Return every entry exactly. Leave nothing out.

Referring expression data
>>>

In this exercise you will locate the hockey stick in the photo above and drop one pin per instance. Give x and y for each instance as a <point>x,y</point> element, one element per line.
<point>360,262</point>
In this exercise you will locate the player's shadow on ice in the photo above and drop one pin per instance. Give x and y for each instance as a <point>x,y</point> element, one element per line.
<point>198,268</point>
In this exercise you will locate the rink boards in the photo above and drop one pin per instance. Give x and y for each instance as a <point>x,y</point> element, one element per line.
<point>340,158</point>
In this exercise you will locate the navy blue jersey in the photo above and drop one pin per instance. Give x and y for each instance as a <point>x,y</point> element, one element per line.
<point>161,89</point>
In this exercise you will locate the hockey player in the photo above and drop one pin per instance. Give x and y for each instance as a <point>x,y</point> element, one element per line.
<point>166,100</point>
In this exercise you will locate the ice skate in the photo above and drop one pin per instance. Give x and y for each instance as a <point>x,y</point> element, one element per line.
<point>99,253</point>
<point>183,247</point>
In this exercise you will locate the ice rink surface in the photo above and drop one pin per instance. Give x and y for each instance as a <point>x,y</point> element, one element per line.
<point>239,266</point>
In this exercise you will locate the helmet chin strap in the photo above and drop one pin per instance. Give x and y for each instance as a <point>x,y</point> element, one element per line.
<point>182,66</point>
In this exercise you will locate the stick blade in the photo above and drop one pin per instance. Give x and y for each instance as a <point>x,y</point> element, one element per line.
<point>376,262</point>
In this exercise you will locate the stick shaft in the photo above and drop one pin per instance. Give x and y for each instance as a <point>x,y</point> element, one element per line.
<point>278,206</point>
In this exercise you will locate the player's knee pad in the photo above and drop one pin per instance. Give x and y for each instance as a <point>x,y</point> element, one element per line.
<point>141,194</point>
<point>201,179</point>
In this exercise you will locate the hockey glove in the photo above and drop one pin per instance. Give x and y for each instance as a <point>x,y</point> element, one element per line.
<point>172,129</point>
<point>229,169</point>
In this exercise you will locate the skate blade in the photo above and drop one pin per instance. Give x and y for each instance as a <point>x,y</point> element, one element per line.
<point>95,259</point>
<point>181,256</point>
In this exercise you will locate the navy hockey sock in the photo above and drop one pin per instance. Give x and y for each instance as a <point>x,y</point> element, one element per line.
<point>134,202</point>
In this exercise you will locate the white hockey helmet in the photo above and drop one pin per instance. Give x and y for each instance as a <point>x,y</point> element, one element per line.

<<<

RESPONSE BOX:
In this exercise you will locate the hockey stick in the photo above and drop one pin per instance. Give x and y for each instance as a <point>x,y</point> element, one element per line.
<point>360,262</point>
In this exercise you will locate the player's shadow on ice in the photo above and drop one pin per instance. Give x and y for each instance as a <point>x,y</point> element, one element per line.
<point>198,268</point>
In this exercise you will locate the rink boards in the photo above and drop one pin per instance. Give x and y for each instance as a <point>x,y</point> element, one element per line.
<point>340,158</point>
In this exercise you will locate the navy blue jersey in the photo above and drop one pin per instance. Give x and y for each instance as a <point>x,y</point> element, one element per line.
<point>161,89</point>
In this exercise you will locate the hockey player in the photo above and drop one pin per instance. Give x and y for each instance as a <point>x,y</point> element, one element per line.
<point>166,100</point>
In this exercise you will locate the ice skate in the photo above and drop one pin per instance. Give x and y for each instance as a <point>x,y</point> element, one element per line.
<point>99,253</point>
<point>183,247</point>
In this exercise you will locate the ice rink surface in the photo above and drop one pin per instance. Give x and y for each instance as a <point>x,y</point> element, one element per line.
<point>239,266</point>
In this exercise you will locate the helmet chin strap in the photo above and drop one pin per instance. Give x and y for each instance as a <point>x,y</point> element, one element per line.
<point>182,66</point>
In this exercise you will locate the stick blade in the photo above and drop one pin per instance. Give x and y for each instance as a <point>x,y</point> element, one element per line.
<point>376,262</point>
In this exercise you will locate the stick shaft in the photo above and drop one pin per instance. Give x and y for each instance as a <point>x,y</point> element, one element per line.
<point>278,206</point>
In this exercise you will locate the player's knee pad in the photo above and drop one pin per instance. Give x and y for each instance as a <point>x,y</point> element, one element per line.
<point>141,194</point>
<point>201,179</point>
In this exercise you will locate the hockey glove in the photo above and drop one pin per instance. Give x and y for each instance as a <point>x,y</point> element, one element per line.
<point>172,129</point>
<point>229,169</point>
In this exercise you will locate the skate blade in the photo above and drop one pin per instance. Give x and y for each instance as a <point>x,y</point> element, one element per line.
<point>95,259</point>
<point>181,256</point>
In this exercise you will locate the navy hockey sock in the photo above and drop one pin per instance. Give x and y for each instance as a <point>x,y</point> element, one element per line.
<point>134,202</point>
In this exercise you will locate the white hockey helmet in the photo above and drop one pin per instance. Give x and y for each instance as a <point>x,y</point> element, one element per line.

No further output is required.